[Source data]

— BEGIN —

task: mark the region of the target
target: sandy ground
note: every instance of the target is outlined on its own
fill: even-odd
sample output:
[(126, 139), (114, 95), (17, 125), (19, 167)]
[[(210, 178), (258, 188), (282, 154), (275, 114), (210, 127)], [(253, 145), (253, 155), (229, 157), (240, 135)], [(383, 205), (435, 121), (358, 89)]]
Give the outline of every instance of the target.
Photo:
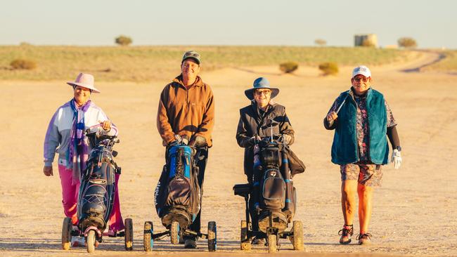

— END —

* Stated goal:
Output the lines of the records above as a numbered list, skipping any blank lines. Omit the pictures.

* Written response:
1. task: mark the region of the target
2. target: sandy ground
3. note: every instance of the target is outlined on its own
4. fill: even-odd
5. sample output:
6. [(126, 139), (114, 95), (17, 125), (19, 167)]
7. [[(210, 178), (258, 188), (282, 154), (275, 114), (210, 127)], [(253, 145), (253, 155), (229, 157), (240, 135)], [(383, 205), (435, 121), (358, 89)]]
8. Give the outline of every instance of the target.
9. Photo:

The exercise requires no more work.